#### [Work to do]
The data below must be copied in full and without any change.

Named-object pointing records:
^^^^^^^^

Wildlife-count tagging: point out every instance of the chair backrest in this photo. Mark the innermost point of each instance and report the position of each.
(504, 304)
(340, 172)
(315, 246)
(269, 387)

^^^^^^^^

#### [Result of this task]
Wildlife-count tagging: point out every instance of the chair backrest in this photo. Mark the innermost point of each instance and report the position of each.
(504, 304)
(340, 172)
(315, 246)
(269, 387)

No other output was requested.